> _Work required_: All of the data below must be repeated exactly.

A block of data
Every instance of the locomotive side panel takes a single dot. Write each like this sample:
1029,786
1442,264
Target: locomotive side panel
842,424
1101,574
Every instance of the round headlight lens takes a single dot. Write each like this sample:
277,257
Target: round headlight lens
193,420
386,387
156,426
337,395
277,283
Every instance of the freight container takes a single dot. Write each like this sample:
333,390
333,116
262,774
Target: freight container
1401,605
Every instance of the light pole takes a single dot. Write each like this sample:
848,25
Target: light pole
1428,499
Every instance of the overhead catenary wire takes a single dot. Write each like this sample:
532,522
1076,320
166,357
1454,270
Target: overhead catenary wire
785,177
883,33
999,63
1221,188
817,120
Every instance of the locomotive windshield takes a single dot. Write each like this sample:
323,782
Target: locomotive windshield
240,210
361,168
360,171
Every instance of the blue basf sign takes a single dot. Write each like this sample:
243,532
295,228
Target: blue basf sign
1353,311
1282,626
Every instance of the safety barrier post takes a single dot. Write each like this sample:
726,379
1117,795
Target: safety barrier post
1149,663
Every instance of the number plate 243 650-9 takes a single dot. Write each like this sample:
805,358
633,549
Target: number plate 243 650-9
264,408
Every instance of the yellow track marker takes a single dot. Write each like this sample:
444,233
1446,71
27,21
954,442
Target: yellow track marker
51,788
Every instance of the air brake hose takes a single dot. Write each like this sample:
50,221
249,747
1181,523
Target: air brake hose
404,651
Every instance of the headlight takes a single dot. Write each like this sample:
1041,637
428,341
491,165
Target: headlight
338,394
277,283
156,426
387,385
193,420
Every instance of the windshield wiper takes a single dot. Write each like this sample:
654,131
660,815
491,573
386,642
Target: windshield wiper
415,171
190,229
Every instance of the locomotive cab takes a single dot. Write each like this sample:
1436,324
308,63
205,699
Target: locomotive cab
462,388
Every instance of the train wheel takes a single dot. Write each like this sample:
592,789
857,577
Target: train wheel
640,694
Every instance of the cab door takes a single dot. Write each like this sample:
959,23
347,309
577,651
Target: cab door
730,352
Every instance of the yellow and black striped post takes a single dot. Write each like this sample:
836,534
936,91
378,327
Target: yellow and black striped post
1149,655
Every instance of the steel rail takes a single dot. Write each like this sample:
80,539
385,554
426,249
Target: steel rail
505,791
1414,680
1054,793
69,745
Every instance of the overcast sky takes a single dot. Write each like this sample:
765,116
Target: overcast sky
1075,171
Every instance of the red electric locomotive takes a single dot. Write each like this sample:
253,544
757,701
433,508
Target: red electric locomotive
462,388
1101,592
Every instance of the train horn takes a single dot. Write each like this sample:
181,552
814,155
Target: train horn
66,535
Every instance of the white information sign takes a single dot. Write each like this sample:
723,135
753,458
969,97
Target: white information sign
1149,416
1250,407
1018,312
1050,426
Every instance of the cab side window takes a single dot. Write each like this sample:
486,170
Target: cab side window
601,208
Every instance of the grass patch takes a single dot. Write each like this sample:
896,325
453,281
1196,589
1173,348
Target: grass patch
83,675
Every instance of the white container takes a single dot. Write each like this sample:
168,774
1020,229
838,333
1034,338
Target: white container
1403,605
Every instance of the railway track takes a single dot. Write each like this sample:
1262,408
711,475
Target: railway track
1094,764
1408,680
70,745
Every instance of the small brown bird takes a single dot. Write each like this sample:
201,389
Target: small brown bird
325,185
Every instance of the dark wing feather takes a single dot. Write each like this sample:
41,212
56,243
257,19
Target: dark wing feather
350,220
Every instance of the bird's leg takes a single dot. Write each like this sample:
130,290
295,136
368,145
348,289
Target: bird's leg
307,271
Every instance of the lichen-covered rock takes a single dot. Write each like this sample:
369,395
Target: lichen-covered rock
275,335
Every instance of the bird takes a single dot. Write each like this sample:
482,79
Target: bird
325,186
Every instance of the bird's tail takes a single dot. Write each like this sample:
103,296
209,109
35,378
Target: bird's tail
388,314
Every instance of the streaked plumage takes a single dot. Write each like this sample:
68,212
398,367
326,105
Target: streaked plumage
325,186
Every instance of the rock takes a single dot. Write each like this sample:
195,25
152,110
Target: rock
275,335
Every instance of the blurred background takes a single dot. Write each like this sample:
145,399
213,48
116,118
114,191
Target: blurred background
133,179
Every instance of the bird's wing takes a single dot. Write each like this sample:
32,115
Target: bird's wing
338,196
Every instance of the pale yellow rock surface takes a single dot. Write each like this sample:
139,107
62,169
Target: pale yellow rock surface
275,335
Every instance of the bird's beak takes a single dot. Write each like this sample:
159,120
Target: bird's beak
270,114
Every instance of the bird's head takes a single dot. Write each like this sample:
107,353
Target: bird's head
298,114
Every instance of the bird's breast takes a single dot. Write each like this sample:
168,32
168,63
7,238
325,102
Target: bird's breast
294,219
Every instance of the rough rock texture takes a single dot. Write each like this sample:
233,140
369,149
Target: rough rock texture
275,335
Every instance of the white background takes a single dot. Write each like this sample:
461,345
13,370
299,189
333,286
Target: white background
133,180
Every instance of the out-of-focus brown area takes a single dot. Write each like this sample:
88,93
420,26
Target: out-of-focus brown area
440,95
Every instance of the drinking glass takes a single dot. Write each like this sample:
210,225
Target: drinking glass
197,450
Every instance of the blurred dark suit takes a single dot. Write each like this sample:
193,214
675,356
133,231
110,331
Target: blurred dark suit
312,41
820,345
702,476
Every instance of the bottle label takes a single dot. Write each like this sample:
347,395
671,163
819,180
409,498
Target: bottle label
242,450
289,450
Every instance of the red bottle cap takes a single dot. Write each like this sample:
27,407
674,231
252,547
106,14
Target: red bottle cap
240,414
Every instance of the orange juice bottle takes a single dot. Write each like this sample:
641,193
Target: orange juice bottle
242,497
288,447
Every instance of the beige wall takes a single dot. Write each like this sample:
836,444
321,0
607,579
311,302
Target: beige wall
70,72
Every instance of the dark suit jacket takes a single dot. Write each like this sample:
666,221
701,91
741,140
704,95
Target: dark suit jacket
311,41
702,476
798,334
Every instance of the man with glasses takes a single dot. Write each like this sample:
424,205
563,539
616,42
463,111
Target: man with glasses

> _Completed task_:
Every instance of the locomotive side panel takes a single dot. Write each like this sample:
1029,786
1442,264
Target: locomotive side panel
842,424
1101,574
Every instance of the round headlight lens takes a single dot. Write each like this sample:
277,257
Target: round headlight lens
193,420
386,387
156,426
337,395
277,283
Every instance of the freight container takes a single dot. Write each like this sample:
333,390
333,116
262,774
Target: freight container
1401,605
Every instance of the light pole takes a single dot. Write each like this sample:
848,25
Target: light pole
1428,499
Every instance of the overhead catenary wire takes a single dot. Write each like this sample:
532,522
1076,320
166,357
1454,270
Target: overhead catenary wire
785,177
883,33
999,63
1221,188
817,120
Every instance of the locomotive windshield takes a single dot. Write each like this sample:
323,782
Target: locomotive windshield
240,210
361,168
360,171
Every instance of the blue basf sign takes a single dot. Write each like this sample:
243,532
295,228
Target: blue basf sign
1353,311
1282,626
Every instance of the safety barrier post takes a single dot. Write each like this sample:
726,379
1117,795
Target: safety barrier post
1149,663
Every instance of the number plate 243 650-9 takes a single dot. Write each like this sample:
805,358
633,549
Target: number plate 243 650-9
264,408
Every instance of the yellow track marker takes a single dot. Write each like this sample:
444,233
1446,71
27,21
954,442
Target: yellow track marker
51,788
Every instance of the air brake hose takes a single dot. Write each like this sample:
50,221
249,747
1181,523
Target: air brake hose
404,651
Every instance of the headlight takes a single dot. Write each like this sample:
1041,637
428,341
491,165
Target: headlight
338,394
277,283
156,426
387,385
193,420
Every instance of the windshield wiper takes a single dot. Write each like this sample:
654,131
660,815
491,573
386,642
Target: windshield wiper
415,171
190,229
Every instance of the locomotive cab takes a single dot. Write each like this sample:
1436,324
308,63
205,699
Target: locomotive cab
462,388
Every instance of the train wheel takes a single dot. Write each like this sample:
592,789
857,577
Target: train wheel
640,694
Every instance of the cab door takes a single dot. Write each like this sample:
959,23
347,309
577,651
Target: cab door
730,352
Every instance of the yellow and black striped post takes a single dot. Write each like this sample:
836,534
936,91
378,327
Target: yellow and black striped post
1149,655
Every instance of the steel rail takes a single dot. Write each like this sample:
80,539
385,554
426,249
Target: steel rail
505,791
1414,680
1054,793
69,745
Every instance of the overcast sky takes a single dot. Write each like this sample:
765,116
Target: overcast sky
1075,171
Every instance of the red electric locomotive takes a single dot. Write each like this sample:
253,544
757,701
433,508
Target: red electric locomotive
462,388
1101,592
Every instance of the train horn takes a single dot. Write each like this sample:
181,552
814,155
Target: train horn
66,535
Every instance of the white information sign takes a single dot. Write each like this sample:
723,135
753,458
969,97
Target: white information sign
1149,416
1250,407
1018,312
1050,426
Every instance of the cab side window takes a single dot. Write each like this sample:
486,170
Target: cab side window
601,208
Every instance of the grass patch takes a single dot. Write each like this sample:
896,325
453,281
1196,589
1173,348
Target: grass patch
83,675
Every instance of the white container takes a single dot. Write each like this sample:
168,774
1020,229
838,333
1034,338
Target: white container
1403,605
Every instance of the railway track takes a single dot. Write each like this sample:
1262,408
711,475
Target: railway track
1094,764
1408,680
70,745
Every instance of the small brown bird takes a single dot. Write each like this sample:
201,389
Target: small brown bird
325,185
Every instance of the dark wing feather takes a single dot. Write each like this sample:
41,212
56,243
257,19
Target: dark wing feather
350,220
Every instance of the bird's leg takes a single dot. Write each like this sample:
130,290
295,136
368,145
348,289
Target: bird's leg
307,271
Every instance of the lichen-covered rock takes a single dot. Write each like this sample:
369,395
Target: lichen-covered rock
275,335
Every instance of the bird takes a single dot. Write each like this sample:
482,79
Target: bird
325,186
Every instance of the bird's tail takes a single dot. Write each like this sample:
103,296
209,109
35,378
Target: bird's tail
388,314
Every instance of the streaked plumage takes a single dot. Write each like this sample:
68,212
398,367
326,105
Target: streaked plumage
325,186
Every instance of the rock takes a single dot. Write each like this sample:
195,25
152,110
Target: rock
275,335
Every instance of the blurred background takes a single dot. Write each like this sample:
145,399
213,48
116,118
114,191
Target: blurred background
133,179
Every instance of the bird's wing takes a single dot. Write each like this sample:
32,115
Target: bird's wing
338,196
Every instance of the pale yellow rock surface takes a single dot. Write each like this sample:
139,107
62,169
Target: pale yellow rock surface
275,335
Every instance of the bird's beak takes a single dot. Write each like this sample:
159,120
Target: bird's beak
270,114
Every instance of the bird's head takes a single dot. Write each like this sample:
107,353
Target: bird's head
298,114
Every instance of the bird's breast takes a single dot. Write each like this sample:
168,32
168,63
7,238
325,102
Target: bird's breast
294,219
Every instance of the rough rock texture takes a single dot. Write each like this sample:
233,140
369,149
Target: rough rock texture
275,335
Every instance of the white background takes a single dot. Write each like this sample:
461,345
13,370
299,189
333,286
Target: white background
133,180
Every instance of the out-of-focus brown area takes a single dot. Write each like this sample:
88,93
420,26
Target: out-of-focus brown area
440,95
Every instance of the drinking glass takes a single dot. Write each like this sample:
210,225
Target: drinking glass
197,450
Every instance of the blurred dark suit takes a single dot. Write each like this sample:
193,214
675,356
133,231
110,331
Target: blurred dark suit
312,41
820,345
702,476
Every instance of the bottle label takes a single dot. Write each like this sample:
347,395
671,163
819,180
409,498
Target: bottle label
242,450
289,450
Every instance of the red bottle cap takes a single dot. Write each like this sample:
27,407
674,231
252,547
106,14
Target: red bottle cap
240,414
Every instance of the orange juice bottle takes a single dot. Write each like this sample:
641,193
Target: orange juice bottle
242,497
288,447
Every instance of the beige wall takes a single dot. Write each like this sample:
836,444
321,0
607,579
311,302
Target: beige wall
70,72
Every instance of the dark suit jacket takes a single dot. Write each like this sample:
666,221
701,91
741,140
704,95
Target: dark suit jacket
311,41
702,476
798,334
Every instance of the man with glasses takes a single dot. Write each like this sample:
424,205
563,539
616,42
463,111
Target: man with glasses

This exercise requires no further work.